*TEXT*
*** Begin section ***

Njoku said, “our AWS bills are $45k/month. Just like that. Things just got real for us. Devaluation = N360 –> N450. In April that went from N16.2m/mth to N20.25m/mth. Scaled the rest of 2020 = N32m per year newly budgeted expense (assuming N450). Our N3,000 annual subscription just went from $8.33 to $6.67.”

He added that the platform’s annual subscription of N3000 dropped from an equivalent of $8.33 to $6.67, thereby reducing the revenue it generated. He further added that price increase isn’t feasible since they provided important and essential services.

To soften the impact of the drop in revenue the company is cutting the salaries of about 16% of its Nigerian team. Jason says the company is planning very conservative fundamentals to see it through this period.

He added that Africa is not the rest of the world where trillions of dollars in palliatives are being pumped into resuscitating the economy. He further added that with the triple threat of COVID-19, Oil and economic collapse, there are very few moves a business can make.

Below is the email Jason Njoku sent to the IROKO staff last Friday.

*** End section ***

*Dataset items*
*** Begin section ***

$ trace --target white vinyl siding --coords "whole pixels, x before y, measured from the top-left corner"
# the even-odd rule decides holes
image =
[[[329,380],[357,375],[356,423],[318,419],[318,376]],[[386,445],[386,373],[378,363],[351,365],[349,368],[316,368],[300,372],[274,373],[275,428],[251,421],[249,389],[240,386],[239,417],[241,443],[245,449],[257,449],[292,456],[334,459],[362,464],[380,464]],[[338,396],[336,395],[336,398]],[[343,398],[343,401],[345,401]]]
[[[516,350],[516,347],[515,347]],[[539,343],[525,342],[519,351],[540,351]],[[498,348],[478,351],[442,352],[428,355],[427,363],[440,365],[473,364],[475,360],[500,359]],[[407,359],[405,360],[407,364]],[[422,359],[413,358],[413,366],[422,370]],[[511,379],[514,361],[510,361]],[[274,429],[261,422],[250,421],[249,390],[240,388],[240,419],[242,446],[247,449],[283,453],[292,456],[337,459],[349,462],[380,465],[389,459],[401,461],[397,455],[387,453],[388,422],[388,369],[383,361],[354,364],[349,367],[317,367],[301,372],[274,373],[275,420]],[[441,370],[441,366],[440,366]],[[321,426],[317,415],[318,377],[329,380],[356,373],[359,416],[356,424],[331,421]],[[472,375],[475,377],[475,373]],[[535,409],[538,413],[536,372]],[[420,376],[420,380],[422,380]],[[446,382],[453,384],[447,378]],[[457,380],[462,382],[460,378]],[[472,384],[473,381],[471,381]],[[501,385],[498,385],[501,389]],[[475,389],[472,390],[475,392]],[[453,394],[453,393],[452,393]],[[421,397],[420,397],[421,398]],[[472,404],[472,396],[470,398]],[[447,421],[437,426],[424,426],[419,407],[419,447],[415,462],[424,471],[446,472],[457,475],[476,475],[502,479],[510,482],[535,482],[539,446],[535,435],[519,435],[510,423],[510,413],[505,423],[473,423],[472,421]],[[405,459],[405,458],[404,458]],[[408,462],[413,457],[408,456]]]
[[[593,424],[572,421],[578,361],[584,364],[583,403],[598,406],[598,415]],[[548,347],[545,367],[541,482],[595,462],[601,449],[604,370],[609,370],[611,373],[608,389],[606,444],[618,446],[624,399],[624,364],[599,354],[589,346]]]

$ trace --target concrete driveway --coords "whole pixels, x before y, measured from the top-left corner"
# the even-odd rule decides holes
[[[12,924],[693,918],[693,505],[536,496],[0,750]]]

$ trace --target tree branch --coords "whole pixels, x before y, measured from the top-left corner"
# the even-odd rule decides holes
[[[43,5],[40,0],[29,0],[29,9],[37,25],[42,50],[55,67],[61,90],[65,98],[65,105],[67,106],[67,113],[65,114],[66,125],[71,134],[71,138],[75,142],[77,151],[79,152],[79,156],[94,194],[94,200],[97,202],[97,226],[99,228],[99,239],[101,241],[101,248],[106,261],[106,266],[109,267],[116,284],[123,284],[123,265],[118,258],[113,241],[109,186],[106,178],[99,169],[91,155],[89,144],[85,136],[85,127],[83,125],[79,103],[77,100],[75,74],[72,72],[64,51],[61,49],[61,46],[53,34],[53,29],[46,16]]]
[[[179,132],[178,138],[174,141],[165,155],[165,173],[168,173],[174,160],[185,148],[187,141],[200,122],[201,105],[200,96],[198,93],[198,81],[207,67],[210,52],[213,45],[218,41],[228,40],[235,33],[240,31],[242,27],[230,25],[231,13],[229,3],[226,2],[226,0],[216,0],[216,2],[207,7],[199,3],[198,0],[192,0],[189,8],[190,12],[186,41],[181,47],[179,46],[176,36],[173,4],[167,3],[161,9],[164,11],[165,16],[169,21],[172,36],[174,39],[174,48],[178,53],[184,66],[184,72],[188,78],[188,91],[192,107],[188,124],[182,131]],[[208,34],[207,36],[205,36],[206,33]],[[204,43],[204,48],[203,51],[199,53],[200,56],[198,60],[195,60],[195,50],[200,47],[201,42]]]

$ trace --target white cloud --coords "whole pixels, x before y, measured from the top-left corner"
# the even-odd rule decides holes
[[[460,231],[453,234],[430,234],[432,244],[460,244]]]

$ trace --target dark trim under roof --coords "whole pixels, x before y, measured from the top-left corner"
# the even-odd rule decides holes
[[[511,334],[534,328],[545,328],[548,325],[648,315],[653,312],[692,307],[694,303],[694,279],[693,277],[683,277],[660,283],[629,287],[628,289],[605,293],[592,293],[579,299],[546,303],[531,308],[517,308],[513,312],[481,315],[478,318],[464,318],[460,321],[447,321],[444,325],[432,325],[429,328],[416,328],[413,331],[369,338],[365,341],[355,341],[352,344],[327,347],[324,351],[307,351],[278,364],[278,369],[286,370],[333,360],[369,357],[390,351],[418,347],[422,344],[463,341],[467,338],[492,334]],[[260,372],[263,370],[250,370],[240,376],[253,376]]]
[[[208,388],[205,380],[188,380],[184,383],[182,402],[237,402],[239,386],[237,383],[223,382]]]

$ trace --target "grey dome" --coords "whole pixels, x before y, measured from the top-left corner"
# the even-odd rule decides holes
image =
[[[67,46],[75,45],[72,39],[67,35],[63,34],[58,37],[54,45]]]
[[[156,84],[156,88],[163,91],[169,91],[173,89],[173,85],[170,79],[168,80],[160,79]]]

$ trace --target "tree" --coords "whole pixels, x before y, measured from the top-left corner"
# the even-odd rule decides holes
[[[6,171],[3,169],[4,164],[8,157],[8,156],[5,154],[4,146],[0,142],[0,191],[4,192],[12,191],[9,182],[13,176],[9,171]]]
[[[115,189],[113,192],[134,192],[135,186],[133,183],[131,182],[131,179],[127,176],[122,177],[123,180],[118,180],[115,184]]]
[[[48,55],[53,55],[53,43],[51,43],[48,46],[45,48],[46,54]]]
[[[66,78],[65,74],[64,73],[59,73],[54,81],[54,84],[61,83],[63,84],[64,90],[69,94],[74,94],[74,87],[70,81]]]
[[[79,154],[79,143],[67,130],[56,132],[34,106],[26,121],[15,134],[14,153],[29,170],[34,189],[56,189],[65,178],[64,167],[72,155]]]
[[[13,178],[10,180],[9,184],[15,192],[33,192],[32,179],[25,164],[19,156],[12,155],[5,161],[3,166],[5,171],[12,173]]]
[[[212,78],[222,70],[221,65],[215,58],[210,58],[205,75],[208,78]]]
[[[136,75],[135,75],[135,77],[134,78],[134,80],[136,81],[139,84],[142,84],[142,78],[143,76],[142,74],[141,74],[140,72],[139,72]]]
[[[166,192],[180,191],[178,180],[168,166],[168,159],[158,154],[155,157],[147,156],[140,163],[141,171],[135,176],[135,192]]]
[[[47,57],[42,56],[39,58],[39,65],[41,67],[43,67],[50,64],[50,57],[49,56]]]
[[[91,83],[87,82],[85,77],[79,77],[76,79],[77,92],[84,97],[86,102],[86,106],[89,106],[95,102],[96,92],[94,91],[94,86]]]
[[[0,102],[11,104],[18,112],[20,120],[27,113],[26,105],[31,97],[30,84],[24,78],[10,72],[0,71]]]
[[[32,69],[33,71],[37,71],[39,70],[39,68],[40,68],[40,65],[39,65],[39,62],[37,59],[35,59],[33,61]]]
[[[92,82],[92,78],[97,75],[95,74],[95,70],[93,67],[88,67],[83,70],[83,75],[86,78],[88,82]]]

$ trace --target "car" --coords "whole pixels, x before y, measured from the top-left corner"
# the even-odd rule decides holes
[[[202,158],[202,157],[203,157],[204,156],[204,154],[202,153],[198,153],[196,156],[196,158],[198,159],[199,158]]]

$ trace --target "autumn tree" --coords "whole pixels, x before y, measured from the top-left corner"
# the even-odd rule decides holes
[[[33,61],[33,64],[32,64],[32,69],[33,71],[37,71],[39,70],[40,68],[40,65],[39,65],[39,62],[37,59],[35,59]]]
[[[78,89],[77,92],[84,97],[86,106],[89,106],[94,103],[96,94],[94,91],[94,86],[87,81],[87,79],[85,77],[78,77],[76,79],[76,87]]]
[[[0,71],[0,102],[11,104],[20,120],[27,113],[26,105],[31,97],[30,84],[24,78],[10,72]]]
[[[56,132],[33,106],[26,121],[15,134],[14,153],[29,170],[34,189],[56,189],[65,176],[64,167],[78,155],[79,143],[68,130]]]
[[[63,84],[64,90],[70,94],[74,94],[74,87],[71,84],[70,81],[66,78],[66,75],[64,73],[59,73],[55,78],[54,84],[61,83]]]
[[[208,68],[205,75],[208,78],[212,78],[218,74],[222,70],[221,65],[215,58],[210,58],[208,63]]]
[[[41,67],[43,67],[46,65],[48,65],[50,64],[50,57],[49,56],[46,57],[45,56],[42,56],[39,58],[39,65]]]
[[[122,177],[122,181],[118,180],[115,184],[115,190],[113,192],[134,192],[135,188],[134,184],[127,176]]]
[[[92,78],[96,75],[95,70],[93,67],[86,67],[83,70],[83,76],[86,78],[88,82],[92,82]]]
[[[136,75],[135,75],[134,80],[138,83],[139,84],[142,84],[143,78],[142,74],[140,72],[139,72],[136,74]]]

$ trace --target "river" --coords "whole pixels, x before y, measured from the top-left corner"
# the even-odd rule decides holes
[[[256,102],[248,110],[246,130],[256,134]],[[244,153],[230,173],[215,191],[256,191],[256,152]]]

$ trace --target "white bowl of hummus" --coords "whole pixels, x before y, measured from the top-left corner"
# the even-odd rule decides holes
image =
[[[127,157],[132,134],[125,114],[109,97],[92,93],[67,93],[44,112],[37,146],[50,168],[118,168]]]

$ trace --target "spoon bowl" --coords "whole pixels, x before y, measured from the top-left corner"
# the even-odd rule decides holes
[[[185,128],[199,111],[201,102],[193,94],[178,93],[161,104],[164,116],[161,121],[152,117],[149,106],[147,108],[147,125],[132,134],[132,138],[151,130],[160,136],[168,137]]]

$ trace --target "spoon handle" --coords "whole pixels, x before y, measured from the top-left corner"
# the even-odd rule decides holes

*** End section ***

*PROBLEM STATEMENT*
Write the next part of the text about IROKO's response to the naira devaluation, picking up where it ends. None of this material is required.

*RESULT FOR THIS EXERCISE*
Afternoon All

These are truly unprecedented times. What comes next is anybody’s guess. What we do know is that everything will change. Nigeria most definitely will never be the same again. Iroko in order to survive this new reality needs to change. We need to survive. In order to do that we need to slim down and get to our fighting weight so we can re-emerge smarter, stronger, faster. Unfortunately this requires us to make temporary adjustments which will impact fellow some of our team members. We have taken the Covid19 pandemic seriously from zero 0. Iroko was the first Nigerian company to implement working from home and encouraging going remote and self distancing. This wasn’t in our best interests. This was for employees safety. This was before Covid-19 really became a thing here in West Africa and I remember the reluctance and resistance from team members locally. When Lagos and then the Federal government started their statewide lock downs we were ready, in good spirits and in a good position to ride it out whatever came next. We had already gone remote and so in theory were ready to go. Ready to work. That was 6 weeks ago. It feels like a long time ago. It is. When the Covid19 lock downs started Iroko saw an initial surge in subscribers in Nigeria as our community took the initial lock down like a 2-3 week holiday. All was good. Since the extension of the lockdown, the subsequent security instability and just last week the global collapse of the oil markets our numbers too have reduced significantly. And this is scary. Really scary. Whereas we can’t predict the future we cannot hope the situation away. We cannot pray the situation away. We need to act. We need to do something. We need to move early to protect as many employees as possible over the rest of 2020.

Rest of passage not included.